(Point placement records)
━━━━━━━━━━━━━━━━
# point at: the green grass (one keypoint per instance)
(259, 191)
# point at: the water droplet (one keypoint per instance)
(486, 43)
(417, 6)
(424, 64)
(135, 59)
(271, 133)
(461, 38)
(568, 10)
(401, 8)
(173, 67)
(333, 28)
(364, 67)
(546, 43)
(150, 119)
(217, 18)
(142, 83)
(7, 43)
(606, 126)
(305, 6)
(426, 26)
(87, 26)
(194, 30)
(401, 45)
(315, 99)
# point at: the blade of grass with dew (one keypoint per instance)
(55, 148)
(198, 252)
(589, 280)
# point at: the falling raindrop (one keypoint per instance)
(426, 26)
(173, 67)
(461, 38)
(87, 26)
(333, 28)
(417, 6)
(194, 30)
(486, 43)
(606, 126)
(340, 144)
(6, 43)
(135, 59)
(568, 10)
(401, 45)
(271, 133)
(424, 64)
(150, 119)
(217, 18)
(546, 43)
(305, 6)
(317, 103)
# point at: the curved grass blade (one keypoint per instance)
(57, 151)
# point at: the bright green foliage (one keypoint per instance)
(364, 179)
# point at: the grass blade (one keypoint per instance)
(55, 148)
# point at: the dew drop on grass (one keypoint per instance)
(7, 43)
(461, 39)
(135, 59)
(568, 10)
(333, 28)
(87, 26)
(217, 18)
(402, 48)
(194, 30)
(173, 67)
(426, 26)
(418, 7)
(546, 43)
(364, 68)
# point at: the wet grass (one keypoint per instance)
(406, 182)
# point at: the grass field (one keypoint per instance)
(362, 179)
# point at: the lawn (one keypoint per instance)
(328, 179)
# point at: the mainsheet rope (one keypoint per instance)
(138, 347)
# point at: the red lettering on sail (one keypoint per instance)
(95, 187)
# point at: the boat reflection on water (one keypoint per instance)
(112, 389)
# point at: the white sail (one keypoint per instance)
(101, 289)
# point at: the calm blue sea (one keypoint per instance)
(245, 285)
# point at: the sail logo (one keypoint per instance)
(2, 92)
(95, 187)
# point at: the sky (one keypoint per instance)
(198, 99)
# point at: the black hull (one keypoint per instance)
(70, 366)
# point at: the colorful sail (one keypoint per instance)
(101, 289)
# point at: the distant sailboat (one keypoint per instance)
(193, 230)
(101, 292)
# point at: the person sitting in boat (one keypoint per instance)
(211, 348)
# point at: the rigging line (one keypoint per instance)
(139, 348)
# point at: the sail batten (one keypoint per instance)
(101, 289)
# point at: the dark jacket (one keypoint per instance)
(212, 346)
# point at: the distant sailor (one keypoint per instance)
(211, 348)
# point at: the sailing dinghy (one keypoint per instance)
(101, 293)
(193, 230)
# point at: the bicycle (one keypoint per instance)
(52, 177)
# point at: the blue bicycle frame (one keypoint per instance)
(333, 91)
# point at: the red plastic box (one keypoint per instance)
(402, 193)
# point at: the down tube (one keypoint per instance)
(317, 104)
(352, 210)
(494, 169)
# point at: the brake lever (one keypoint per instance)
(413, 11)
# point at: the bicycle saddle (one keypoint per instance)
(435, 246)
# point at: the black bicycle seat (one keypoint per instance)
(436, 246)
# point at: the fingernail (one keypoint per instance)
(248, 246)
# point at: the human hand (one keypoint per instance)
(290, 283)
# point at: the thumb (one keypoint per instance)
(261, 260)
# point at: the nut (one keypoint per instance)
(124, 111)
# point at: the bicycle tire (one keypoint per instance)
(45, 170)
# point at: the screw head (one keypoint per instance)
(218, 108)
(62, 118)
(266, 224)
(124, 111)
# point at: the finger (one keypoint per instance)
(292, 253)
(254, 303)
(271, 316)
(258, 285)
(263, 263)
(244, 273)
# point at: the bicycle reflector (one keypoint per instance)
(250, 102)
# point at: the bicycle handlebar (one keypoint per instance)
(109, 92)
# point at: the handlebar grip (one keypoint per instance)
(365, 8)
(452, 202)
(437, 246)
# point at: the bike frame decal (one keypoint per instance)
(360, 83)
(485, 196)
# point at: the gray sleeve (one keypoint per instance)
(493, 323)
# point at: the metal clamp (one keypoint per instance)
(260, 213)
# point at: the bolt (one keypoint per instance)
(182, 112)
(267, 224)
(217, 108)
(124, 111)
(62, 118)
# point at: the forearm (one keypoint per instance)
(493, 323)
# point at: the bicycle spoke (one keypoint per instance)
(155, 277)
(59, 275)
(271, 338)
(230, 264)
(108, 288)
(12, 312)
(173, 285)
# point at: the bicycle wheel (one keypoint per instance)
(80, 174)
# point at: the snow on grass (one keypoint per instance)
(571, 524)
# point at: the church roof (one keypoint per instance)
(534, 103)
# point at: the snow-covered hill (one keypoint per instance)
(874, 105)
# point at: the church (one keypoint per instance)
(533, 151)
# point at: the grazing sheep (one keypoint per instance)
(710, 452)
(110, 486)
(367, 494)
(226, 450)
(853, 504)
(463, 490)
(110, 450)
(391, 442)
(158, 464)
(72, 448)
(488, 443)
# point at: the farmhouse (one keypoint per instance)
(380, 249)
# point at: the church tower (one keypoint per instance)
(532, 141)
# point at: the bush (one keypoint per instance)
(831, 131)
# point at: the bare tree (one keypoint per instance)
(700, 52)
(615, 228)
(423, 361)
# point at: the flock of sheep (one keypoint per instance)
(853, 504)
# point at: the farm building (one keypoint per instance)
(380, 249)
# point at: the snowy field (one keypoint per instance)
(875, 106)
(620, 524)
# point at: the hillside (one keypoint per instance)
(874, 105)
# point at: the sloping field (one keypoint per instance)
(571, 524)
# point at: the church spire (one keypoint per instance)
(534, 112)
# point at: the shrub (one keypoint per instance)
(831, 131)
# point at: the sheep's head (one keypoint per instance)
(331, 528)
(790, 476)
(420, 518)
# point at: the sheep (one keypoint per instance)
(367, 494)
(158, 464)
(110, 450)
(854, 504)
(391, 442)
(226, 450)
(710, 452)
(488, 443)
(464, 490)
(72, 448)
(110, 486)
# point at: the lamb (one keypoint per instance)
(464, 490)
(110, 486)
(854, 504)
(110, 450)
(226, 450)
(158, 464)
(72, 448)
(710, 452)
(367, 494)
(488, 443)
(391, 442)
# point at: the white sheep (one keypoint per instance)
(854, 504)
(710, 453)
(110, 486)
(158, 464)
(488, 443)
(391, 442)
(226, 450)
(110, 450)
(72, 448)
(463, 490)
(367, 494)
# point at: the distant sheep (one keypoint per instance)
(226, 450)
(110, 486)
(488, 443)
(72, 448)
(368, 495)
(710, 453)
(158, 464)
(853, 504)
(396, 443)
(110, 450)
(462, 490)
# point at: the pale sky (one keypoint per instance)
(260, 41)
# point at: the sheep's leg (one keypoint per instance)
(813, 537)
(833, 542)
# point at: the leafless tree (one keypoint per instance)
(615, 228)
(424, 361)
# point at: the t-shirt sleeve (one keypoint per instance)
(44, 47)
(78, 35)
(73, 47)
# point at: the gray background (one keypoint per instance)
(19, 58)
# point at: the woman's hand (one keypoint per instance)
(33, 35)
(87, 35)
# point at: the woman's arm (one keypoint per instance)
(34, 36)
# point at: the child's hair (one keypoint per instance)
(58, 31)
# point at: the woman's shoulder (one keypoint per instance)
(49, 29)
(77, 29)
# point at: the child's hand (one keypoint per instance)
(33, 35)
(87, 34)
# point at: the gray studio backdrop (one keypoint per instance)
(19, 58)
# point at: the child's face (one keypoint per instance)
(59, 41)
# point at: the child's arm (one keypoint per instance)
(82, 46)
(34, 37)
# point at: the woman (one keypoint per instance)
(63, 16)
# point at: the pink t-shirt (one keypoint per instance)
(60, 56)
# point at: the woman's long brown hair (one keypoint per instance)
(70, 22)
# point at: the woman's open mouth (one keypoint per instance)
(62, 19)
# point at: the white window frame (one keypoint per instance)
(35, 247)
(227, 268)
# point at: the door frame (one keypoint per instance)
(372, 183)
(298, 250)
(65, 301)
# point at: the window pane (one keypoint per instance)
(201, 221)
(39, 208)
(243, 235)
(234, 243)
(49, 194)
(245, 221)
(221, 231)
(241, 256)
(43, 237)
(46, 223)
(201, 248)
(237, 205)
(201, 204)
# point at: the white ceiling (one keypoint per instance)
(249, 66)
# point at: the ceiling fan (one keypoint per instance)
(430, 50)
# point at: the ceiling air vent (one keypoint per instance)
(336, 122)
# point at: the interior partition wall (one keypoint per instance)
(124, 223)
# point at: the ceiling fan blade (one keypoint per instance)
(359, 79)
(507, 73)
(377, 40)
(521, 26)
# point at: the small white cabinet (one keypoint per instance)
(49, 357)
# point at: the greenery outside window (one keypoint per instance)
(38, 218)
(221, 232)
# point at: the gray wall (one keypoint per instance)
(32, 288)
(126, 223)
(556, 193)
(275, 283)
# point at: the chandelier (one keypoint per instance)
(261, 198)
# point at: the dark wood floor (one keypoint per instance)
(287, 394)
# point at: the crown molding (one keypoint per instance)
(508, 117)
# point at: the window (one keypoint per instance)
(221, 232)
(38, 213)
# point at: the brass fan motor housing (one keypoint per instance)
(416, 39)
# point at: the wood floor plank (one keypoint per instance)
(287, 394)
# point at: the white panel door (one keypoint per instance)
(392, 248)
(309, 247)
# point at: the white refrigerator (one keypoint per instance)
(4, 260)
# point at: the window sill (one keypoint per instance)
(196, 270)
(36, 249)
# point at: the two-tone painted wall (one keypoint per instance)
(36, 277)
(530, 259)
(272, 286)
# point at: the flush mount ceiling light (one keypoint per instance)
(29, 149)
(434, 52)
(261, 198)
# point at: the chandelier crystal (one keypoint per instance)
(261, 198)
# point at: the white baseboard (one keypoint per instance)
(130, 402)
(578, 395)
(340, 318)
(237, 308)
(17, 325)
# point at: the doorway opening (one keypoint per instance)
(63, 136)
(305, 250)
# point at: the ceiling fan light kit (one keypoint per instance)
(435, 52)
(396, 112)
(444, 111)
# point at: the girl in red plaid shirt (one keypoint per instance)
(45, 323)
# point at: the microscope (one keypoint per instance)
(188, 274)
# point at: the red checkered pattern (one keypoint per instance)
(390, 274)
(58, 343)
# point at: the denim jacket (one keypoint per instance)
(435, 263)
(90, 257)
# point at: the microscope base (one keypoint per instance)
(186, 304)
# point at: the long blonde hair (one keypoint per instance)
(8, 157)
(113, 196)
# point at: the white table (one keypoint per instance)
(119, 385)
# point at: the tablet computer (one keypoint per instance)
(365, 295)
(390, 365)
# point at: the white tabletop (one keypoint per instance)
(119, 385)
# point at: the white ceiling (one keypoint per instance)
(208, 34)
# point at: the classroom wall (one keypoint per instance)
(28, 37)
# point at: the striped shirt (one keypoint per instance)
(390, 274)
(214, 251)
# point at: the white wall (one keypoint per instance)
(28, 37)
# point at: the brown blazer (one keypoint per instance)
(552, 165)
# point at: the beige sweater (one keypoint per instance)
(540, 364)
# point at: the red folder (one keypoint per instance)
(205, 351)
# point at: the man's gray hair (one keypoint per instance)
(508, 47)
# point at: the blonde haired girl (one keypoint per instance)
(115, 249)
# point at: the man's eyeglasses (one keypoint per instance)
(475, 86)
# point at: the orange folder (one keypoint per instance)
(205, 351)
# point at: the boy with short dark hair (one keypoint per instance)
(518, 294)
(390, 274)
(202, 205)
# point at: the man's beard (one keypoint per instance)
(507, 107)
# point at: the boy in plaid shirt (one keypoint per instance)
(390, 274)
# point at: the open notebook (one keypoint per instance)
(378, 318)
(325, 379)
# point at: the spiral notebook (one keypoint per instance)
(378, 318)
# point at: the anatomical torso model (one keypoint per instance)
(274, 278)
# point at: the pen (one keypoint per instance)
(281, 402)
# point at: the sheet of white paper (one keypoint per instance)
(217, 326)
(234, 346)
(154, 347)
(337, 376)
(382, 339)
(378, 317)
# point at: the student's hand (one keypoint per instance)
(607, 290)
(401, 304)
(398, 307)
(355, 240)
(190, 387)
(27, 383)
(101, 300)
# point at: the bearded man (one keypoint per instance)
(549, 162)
━━━━━━━━━━━━━━━━
TASK TO COMPLETE:
Please rewrite the stretch from the line containing "# point at: the blonde" through the end of the records, swapping "notebook" for "exercise book" and leaving everything else unchanged. Return only those lines.

REPLY TO THE TASK:
# point at: the blonde haired girl (one keypoint per instance)
(115, 249)
# point at: the man's eyeglasses (one keypoint per instance)
(475, 86)
# point at: the orange folder (one keypoint per instance)
(205, 351)
# point at: the boy with short dark hair (one keypoint per instance)
(518, 294)
(390, 274)
(202, 205)
# point at: the man's beard (one keypoint per instance)
(507, 107)
# point at: the boy in plaid shirt (one keypoint per instance)
(390, 274)
# point at: the open exercise book (one keypoint per instance)
(378, 318)
(325, 379)
# point at: the spiral exercise book (one keypoint per instance)
(378, 318)
# point at: the anatomical torso model (one keypoint per instance)
(274, 278)
# point at: the pen (one keypoint per instance)
(281, 402)
# point at: the sheet of white paper (one keypoint per instance)
(217, 326)
(234, 346)
(154, 347)
(337, 376)
(382, 339)
(378, 317)
# point at: the student's hand (one keypoint per instance)
(607, 290)
(401, 304)
(398, 307)
(355, 240)
(190, 387)
(27, 383)
(101, 300)
# point at: the bearded man (one keypoint per instance)
(549, 162)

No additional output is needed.